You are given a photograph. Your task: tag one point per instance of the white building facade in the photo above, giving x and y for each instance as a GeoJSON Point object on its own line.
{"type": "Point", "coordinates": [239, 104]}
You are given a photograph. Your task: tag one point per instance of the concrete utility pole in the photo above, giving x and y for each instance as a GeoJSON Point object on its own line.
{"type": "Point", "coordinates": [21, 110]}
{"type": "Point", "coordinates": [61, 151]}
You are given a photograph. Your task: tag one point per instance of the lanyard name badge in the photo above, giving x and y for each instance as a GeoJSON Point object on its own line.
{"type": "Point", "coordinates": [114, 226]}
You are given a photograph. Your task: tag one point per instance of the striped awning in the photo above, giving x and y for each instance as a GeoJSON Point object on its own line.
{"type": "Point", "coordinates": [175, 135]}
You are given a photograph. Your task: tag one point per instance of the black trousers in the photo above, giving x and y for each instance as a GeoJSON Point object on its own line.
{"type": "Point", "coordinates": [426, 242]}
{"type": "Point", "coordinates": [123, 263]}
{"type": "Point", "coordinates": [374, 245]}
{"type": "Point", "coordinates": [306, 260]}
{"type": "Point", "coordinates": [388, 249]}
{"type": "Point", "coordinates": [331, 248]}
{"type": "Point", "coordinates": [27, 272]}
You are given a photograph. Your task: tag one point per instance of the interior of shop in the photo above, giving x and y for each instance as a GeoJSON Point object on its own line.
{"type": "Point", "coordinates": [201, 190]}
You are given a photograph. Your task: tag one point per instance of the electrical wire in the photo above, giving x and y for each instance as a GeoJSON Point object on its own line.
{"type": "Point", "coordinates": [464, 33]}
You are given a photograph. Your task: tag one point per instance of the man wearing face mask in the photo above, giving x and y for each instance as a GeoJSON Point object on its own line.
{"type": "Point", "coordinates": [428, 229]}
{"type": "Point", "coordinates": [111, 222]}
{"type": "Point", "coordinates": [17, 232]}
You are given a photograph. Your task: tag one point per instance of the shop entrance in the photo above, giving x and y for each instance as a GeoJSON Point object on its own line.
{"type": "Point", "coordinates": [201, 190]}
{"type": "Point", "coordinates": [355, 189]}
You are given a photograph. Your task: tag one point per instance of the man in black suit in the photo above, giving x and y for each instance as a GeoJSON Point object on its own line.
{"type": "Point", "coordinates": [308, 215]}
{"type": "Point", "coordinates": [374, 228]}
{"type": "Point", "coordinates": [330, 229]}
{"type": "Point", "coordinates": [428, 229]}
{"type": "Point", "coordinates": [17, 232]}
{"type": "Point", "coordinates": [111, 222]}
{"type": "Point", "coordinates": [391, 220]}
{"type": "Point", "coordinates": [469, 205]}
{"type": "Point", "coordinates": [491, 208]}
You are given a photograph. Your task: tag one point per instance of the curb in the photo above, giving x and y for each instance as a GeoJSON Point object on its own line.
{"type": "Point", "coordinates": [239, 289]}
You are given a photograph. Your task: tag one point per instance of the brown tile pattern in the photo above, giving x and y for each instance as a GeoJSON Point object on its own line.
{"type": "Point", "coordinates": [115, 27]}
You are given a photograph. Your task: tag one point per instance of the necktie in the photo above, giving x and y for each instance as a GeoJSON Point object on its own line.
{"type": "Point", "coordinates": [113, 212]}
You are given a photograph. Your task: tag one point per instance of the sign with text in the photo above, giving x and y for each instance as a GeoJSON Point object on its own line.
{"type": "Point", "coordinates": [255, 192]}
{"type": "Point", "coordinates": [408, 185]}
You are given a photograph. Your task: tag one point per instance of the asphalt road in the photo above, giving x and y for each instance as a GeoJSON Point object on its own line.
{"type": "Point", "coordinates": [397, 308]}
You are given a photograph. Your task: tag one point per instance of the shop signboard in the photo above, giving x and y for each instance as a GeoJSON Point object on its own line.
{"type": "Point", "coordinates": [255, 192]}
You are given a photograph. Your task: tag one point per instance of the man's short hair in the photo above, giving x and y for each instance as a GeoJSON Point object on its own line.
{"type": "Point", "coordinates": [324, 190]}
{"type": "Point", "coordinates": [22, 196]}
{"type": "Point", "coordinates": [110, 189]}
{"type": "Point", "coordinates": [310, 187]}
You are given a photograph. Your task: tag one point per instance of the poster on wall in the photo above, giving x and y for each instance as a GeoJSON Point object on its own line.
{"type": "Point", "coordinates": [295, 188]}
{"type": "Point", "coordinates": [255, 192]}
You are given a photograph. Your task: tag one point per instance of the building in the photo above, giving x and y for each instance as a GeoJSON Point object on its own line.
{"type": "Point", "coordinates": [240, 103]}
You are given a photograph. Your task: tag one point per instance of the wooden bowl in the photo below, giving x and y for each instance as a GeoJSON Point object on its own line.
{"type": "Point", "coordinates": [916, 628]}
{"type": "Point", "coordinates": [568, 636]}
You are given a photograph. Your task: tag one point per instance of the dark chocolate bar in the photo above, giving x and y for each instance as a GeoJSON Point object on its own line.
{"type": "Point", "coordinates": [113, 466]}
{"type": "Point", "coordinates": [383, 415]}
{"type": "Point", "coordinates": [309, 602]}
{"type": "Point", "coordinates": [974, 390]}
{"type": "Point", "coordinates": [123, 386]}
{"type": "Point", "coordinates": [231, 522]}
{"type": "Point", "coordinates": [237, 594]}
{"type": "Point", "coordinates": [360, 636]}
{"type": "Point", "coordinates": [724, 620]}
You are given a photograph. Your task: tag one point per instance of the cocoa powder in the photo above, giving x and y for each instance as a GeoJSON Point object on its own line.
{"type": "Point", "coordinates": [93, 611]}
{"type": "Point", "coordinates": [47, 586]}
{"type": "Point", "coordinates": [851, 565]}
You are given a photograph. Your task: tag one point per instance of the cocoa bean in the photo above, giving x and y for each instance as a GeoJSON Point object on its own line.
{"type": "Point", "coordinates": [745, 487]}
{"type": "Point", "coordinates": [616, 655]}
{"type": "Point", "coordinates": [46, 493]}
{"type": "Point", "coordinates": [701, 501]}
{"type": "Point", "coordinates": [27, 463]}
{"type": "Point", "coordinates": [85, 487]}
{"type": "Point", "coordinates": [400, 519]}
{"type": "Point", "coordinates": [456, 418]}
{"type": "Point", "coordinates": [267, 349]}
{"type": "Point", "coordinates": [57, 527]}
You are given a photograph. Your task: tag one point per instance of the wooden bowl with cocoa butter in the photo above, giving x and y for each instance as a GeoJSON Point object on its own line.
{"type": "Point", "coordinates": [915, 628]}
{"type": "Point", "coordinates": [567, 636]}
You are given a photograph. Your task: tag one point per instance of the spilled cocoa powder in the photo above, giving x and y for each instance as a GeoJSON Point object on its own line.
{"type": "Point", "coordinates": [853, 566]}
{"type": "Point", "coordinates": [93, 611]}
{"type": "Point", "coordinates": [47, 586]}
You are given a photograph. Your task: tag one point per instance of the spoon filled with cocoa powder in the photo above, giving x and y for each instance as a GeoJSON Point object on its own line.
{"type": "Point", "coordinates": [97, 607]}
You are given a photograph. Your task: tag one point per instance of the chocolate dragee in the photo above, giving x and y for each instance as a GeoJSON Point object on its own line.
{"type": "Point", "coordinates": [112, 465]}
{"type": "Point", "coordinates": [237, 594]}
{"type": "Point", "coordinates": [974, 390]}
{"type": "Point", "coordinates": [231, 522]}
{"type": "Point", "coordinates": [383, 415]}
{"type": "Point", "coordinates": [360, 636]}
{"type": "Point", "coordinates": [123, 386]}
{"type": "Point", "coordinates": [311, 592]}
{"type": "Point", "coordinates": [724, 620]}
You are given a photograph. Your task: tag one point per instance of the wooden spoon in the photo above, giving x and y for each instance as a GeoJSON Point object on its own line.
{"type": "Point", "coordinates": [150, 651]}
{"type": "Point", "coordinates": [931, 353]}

▶ ASSIGNED TASK: Your answer must be the line that contains "of the chocolate" and every line after it to the end of the records, reproduced exactly.

▶ EXERCISE RESPONSE:
You are given a photograph. Your task: tag one point per instance of the chocolate dragee in the photo above, giving x and y for each instance as a GeoJSON Point object on its own line.
{"type": "Point", "coordinates": [112, 465]}
{"type": "Point", "coordinates": [237, 594]}
{"type": "Point", "coordinates": [974, 390]}
{"type": "Point", "coordinates": [231, 522]}
{"type": "Point", "coordinates": [383, 415]}
{"type": "Point", "coordinates": [360, 636]}
{"type": "Point", "coordinates": [123, 386]}
{"type": "Point", "coordinates": [311, 592]}
{"type": "Point", "coordinates": [724, 620]}
You are given a photograph. Your task: tag one point per instance of the wooden spoon in the photo above, giving x and y for each instance as a GeoJSON Point object on its own line.
{"type": "Point", "coordinates": [150, 651]}
{"type": "Point", "coordinates": [931, 353]}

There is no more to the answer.